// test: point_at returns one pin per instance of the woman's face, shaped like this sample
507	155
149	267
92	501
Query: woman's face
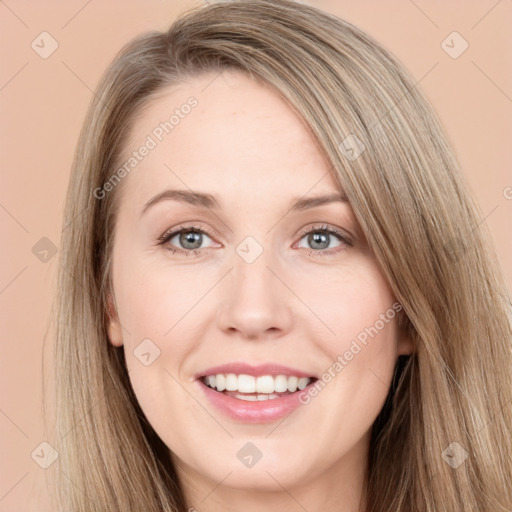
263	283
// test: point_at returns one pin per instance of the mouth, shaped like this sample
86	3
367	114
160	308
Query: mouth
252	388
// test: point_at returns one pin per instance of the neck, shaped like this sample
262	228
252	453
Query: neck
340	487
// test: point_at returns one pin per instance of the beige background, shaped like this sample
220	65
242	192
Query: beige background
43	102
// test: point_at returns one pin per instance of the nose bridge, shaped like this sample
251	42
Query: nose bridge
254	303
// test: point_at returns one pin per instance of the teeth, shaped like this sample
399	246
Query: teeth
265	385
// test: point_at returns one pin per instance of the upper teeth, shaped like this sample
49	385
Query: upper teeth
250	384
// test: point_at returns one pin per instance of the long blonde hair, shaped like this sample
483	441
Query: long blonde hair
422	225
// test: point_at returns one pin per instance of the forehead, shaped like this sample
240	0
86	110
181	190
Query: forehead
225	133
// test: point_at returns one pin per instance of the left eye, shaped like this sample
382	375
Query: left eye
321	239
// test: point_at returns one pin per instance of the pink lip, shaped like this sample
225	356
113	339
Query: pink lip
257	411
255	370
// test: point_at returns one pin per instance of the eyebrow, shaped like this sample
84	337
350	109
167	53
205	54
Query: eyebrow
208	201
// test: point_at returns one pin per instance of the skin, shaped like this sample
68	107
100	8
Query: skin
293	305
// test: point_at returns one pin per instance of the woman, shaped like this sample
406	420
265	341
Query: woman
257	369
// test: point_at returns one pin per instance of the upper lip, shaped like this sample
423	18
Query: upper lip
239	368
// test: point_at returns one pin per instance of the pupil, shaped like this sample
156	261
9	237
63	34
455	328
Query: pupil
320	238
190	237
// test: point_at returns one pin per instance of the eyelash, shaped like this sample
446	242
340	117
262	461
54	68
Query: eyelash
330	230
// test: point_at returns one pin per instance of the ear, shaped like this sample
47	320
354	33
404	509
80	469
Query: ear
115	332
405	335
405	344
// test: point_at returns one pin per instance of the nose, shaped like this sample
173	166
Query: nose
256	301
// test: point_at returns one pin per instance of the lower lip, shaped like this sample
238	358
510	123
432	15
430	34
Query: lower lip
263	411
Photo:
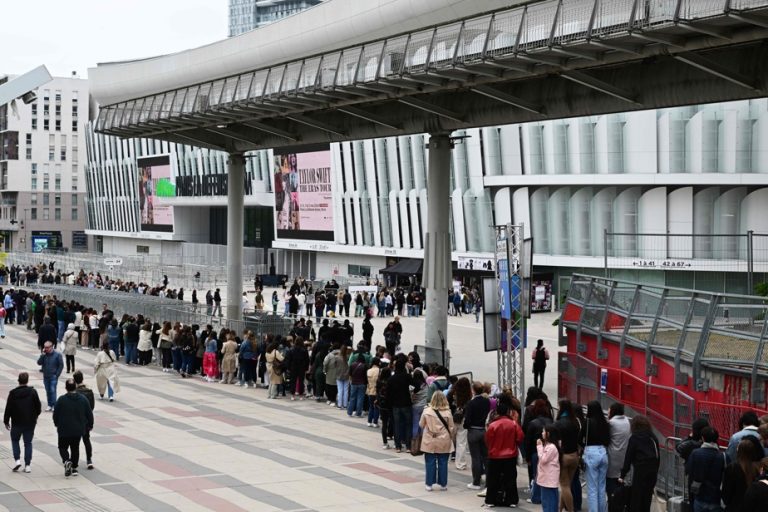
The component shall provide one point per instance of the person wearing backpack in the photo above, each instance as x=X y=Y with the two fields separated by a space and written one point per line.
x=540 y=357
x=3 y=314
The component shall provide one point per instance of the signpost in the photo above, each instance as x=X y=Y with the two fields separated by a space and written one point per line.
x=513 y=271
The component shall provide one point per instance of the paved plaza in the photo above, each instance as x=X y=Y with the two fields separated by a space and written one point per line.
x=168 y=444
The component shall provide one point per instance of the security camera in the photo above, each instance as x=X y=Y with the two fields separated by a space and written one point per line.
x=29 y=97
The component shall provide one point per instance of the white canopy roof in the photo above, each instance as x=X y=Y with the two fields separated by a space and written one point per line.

----

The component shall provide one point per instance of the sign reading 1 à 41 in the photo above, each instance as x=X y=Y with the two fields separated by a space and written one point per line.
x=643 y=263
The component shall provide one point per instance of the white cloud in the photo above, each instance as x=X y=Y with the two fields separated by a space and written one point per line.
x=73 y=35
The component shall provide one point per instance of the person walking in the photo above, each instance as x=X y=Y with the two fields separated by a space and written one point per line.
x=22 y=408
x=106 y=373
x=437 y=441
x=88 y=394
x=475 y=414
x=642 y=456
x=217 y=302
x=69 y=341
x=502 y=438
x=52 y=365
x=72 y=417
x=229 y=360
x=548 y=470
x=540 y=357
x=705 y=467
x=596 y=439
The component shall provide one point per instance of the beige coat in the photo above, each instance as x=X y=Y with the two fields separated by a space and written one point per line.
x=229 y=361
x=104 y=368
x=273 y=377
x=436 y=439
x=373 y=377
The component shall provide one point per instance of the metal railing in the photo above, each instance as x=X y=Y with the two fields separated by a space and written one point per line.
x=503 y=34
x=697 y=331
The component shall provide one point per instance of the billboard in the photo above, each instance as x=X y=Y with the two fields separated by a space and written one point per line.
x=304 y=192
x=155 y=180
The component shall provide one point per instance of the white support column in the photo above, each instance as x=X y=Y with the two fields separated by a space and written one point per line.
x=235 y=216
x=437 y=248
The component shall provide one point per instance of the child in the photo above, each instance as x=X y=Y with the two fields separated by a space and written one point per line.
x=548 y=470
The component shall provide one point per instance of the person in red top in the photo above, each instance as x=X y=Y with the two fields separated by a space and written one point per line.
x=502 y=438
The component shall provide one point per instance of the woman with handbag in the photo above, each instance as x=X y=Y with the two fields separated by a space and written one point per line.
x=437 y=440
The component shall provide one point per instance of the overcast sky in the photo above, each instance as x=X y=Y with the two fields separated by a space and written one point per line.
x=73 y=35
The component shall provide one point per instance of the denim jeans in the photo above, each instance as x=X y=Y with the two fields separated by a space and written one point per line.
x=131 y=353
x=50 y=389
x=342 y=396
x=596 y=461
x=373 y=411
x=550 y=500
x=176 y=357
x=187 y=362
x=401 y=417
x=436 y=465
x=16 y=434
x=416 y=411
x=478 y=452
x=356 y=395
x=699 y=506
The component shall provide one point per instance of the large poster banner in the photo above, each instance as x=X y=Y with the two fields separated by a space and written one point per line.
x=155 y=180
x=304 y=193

----

TASK GOAL
Pull out every line of the data above that contains the string "left", and reproduce each of those lines in full.

ANSWER FOR THE TASK
// test: point_at returns one pin per instance of the left eye, shaped like this sample
Query: left eye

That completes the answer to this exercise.